→ Aim of the task:
Only the lines from the one containing "Query: grey cloud" through the one containing "Query: snow-covered slope" should be printed, exactly as they appear below, with both ends included.

── Information

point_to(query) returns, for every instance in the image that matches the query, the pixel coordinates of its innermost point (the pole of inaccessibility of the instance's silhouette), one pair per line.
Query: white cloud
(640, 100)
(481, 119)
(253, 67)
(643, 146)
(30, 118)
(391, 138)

────
── Information

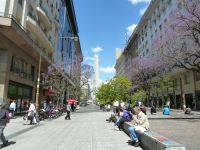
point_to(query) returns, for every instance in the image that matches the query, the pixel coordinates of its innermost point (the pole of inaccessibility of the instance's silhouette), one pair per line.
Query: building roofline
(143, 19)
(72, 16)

────
── Information

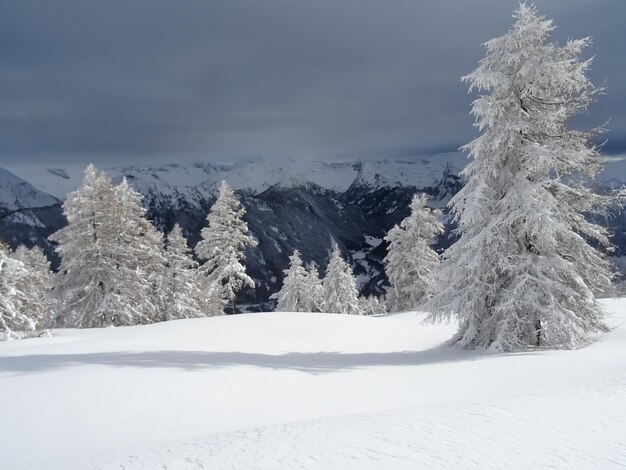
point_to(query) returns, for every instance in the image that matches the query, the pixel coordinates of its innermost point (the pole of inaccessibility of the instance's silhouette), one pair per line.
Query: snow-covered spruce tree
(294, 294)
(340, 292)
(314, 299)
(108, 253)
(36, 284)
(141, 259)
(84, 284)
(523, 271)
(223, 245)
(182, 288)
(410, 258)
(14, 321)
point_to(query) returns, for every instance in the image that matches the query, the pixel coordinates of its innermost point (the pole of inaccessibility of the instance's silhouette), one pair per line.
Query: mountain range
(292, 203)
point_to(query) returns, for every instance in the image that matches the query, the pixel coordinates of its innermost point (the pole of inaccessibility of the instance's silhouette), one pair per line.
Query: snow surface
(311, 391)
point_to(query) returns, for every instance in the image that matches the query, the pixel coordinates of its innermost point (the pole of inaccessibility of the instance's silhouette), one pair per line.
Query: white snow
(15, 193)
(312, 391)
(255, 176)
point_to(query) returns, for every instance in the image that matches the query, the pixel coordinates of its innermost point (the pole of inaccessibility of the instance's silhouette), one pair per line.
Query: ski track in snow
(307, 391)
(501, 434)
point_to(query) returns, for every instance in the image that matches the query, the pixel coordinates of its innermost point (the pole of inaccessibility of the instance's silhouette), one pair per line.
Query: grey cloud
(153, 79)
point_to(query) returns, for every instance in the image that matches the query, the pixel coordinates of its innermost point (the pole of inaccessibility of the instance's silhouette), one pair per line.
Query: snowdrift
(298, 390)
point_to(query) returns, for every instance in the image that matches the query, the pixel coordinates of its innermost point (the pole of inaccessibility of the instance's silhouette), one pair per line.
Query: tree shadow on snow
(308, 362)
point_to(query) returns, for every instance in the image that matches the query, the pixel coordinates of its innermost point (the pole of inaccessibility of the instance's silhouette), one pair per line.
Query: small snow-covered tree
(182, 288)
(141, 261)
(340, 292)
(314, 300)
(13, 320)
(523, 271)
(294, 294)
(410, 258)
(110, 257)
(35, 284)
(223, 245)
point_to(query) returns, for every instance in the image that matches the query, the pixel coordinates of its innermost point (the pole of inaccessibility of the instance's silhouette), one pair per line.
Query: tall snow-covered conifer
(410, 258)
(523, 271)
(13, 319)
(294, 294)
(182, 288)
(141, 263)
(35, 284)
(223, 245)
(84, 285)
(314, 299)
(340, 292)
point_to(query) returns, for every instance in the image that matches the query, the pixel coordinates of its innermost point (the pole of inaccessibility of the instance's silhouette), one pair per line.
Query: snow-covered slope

────

→ Exercise result:
Query: grey cloud
(153, 79)
point_to(query) returns, for every instance in the image that matches the query, the pixel coordinates of its innermost point (the pole of inaccessibility of the instance's silhouette), one pair per line.
Query: snowdrift
(298, 390)
point_to(query) returns, for every instance in the image that matches the query, the pixel coordinates of its innermost point (the pole of inaccessibility of the instance's silhouette), one pair per line.
Query: tree shadow on snow
(308, 362)
point_to(query) returns, for every instance in the image that matches the query, the pixel coordinates of its innermost point (the pole of inaccessibility of the instance's silhouette), one pair per line.
Query: small snow-covered tree
(182, 288)
(141, 261)
(340, 292)
(314, 300)
(13, 320)
(523, 271)
(294, 294)
(410, 258)
(110, 257)
(35, 284)
(223, 245)
point_to(query) returns, for every instance in the image that matches the query, the pixel coordinates of its innermost point (the pole of inaccessibility of the instance's silhouette), one pair per line.
Query: tall snow-covered conifer
(410, 258)
(523, 271)
(13, 319)
(294, 294)
(182, 288)
(141, 263)
(35, 284)
(223, 245)
(84, 285)
(314, 299)
(340, 292)
point_to(query) returns, for every instance in the image that matches the query, the pixel coordinates of its innermost point (the pole of inaccessibility of the instance's silhouette), one pair per line.
Query: snow-covered slope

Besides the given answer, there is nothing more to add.